▶ Texto proporcionado
Ser judío en la argentina: perspectiva laica

“¿Por qué esperará siempre la gente que los escritores respondan preguntas? Yo escribo porque quiero formular preguntas. Si tuviera respuestas sería un político”. Así solía decir el dramaturgo Eugene Ionesco.

Es lo mismo que sucede conmigo: Tengo muchos más interrogantes que respuestas. Pero creo que ese cúmulo de interrogantes es la mejor parte, la más estimulante, de mi pensamiento poético.

Es desde allí que voy a hablar con ustedes esta noche. Es desde allí que voy a decirles lo que pienso de mi condición de judío laico y de serlo en la Argentina. Voy a hacerlo desde mi condición de poeta; de alguien que está atento a las emociones que registran sus entrañas, confía en ellas y forcejea para ponerles palabras.

Entonces, cuando digo que soy un judío laico, lo digo desde las tripas y sin sentir necesidad de legitimarme ante nadie. Yo soy simplemente este extraño animal que está ante ustedes, más allá de posibles elucubraciones intelectuales o citas halájicas. Yo soy tal cual me ven, judío y laico, y mis entrañas no necesitan legitimación. Lo mismo que sucede con mi “doble lealtad”: soy así, argentino y judío, y no puedo ni estoy dispuesto a resignar ninguna de estas dos facetas que me integran, como no estoy dispuesto a hacerlo con ninguna de las otras que me conforman y definen. Para decirlo de otro modo: Siendo laico me considero un judío entero, igual que siendo judío e hijo de inmigrantes nacido y criado en esta tierra, me afirmo como argentino entero. Soy un animal así: multifacético, incluso contradictorio. Y si no me ajusto a determinadas definiciones o esquemas, lo lamento. Soy un ser viviente. Que cambien las definiciones y los esquemas.

Y no creo que eso de que uno se considere, como laico, judío entero, aunque no quepa en determinados esquemas, sea un modo de la comodidad.

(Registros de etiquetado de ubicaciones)
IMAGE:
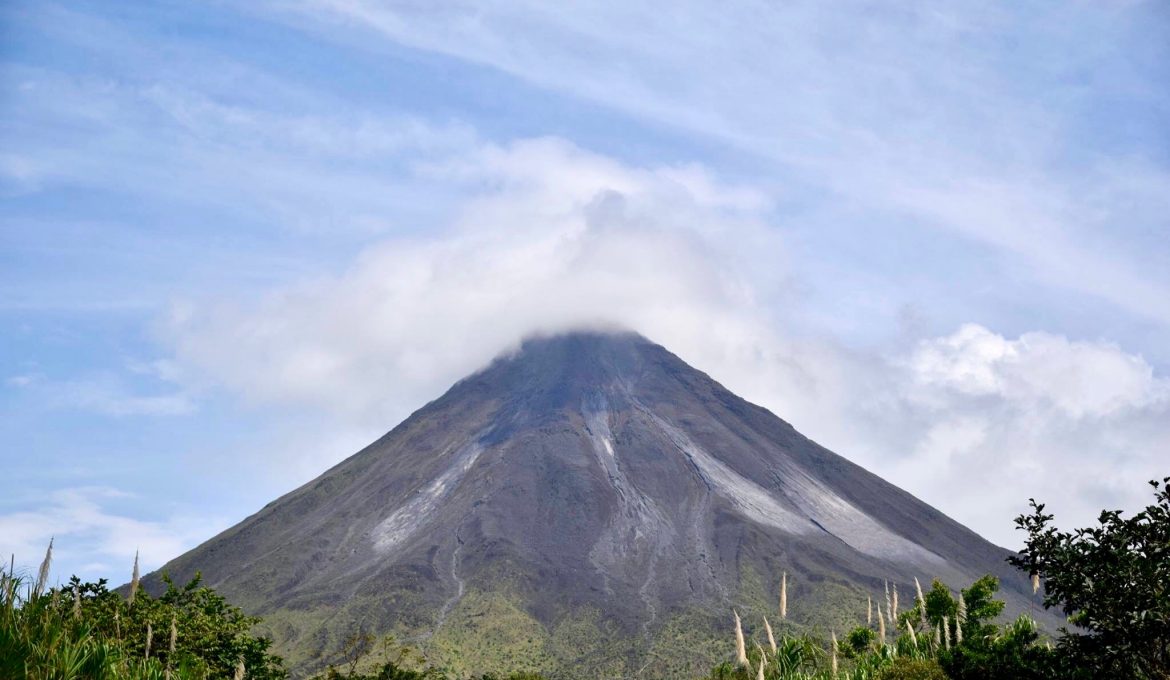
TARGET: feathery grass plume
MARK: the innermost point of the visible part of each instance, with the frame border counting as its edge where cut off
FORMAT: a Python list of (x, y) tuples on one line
[(922, 602), (42, 576), (889, 604), (741, 652), (833, 660), (784, 596), (133, 581), (170, 650)]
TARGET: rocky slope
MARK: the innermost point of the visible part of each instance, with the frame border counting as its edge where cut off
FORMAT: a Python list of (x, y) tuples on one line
[(590, 506)]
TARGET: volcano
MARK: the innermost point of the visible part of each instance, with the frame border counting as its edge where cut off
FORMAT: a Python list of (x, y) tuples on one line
[(589, 506)]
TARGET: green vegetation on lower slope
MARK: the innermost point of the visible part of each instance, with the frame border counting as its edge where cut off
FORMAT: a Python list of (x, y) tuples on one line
[(1112, 581)]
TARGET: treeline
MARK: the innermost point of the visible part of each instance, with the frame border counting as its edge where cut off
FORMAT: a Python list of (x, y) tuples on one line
[(1112, 582)]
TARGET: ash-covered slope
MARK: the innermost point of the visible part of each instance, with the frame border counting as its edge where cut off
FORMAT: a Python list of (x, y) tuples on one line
[(590, 506)]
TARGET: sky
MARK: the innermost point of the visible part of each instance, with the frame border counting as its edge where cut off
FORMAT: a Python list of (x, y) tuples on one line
[(239, 241)]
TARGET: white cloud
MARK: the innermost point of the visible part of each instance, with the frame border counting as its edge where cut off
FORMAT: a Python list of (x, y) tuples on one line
[(1080, 379), (90, 534), (919, 115), (555, 237)]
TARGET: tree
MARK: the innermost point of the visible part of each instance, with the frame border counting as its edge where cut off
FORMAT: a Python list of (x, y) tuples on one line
[(1113, 582)]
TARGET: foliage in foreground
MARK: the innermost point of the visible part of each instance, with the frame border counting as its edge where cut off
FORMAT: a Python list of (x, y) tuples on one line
[(1112, 581), (87, 631)]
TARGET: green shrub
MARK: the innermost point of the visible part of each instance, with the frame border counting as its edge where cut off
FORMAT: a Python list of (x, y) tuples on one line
[(906, 668)]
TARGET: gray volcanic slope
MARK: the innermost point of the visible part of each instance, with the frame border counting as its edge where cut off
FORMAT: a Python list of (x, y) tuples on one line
[(589, 506)]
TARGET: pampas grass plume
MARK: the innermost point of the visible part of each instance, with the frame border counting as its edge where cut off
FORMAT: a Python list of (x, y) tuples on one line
[(784, 596), (771, 638), (42, 576), (741, 652), (833, 633), (922, 600), (133, 581)]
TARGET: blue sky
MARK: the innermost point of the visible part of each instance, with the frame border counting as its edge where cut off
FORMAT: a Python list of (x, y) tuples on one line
[(240, 242)]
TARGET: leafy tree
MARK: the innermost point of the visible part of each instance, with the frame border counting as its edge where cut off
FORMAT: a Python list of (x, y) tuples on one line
[(1113, 582), (858, 641), (982, 608), (1010, 653), (940, 603)]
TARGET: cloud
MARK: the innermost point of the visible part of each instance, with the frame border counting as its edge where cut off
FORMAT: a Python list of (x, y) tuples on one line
[(991, 123), (94, 538), (553, 237)]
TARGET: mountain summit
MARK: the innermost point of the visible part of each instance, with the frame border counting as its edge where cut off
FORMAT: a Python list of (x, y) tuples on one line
[(590, 506)]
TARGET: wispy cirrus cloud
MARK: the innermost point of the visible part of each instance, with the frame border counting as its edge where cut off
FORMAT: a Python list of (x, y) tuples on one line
[(96, 536), (559, 238), (977, 119)]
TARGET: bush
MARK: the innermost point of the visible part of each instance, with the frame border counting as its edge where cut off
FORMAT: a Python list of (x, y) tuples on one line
[(1113, 582), (906, 668)]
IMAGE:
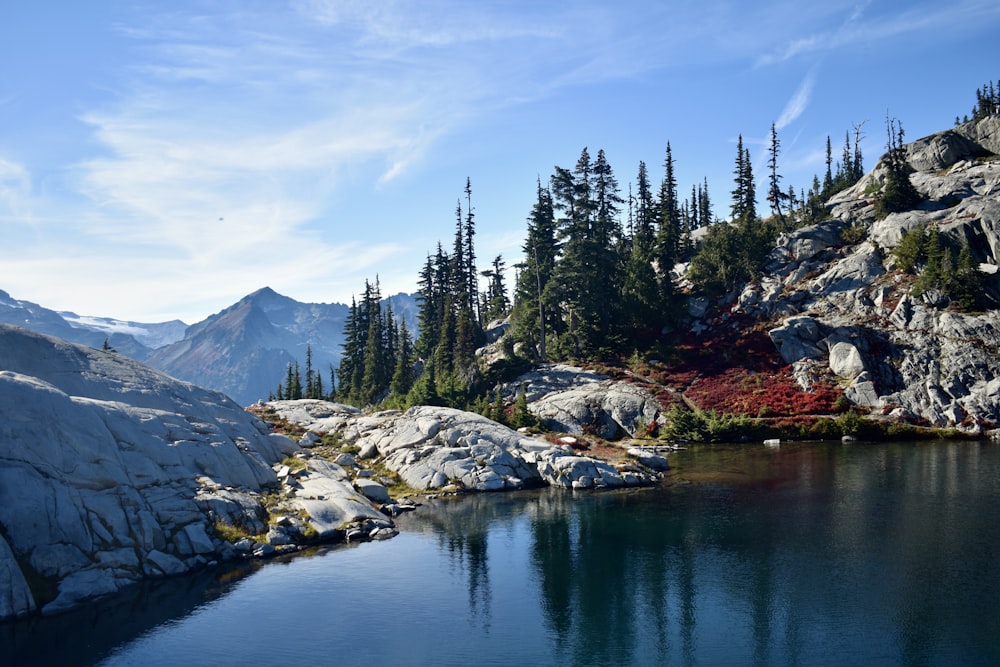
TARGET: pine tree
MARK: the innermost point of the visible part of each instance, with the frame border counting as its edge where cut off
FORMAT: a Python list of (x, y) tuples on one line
[(899, 194), (668, 236), (531, 315), (828, 178), (310, 381), (471, 287), (495, 301), (402, 377), (775, 196)]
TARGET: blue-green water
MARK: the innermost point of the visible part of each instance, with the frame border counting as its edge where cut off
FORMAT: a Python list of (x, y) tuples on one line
[(821, 554)]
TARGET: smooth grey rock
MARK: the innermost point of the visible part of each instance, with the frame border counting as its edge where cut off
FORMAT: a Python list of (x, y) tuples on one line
[(163, 563), (110, 471), (846, 361), (15, 594), (372, 490)]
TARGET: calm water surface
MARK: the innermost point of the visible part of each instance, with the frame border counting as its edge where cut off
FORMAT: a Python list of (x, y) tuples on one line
[(821, 554)]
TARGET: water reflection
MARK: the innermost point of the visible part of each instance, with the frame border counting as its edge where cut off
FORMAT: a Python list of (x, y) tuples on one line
[(811, 554)]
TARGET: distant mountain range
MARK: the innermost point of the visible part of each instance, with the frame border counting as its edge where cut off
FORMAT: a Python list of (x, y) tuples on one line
[(243, 351)]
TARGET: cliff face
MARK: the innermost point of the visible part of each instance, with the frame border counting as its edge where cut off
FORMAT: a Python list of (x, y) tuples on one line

▶ Consigna
En el texto sobre ser judío en la Argentina, ¿qué dramaturgo solía decir que escribía porque quería formular preguntas?

▶ Resultado del ejercicio
Eugene Ionesco.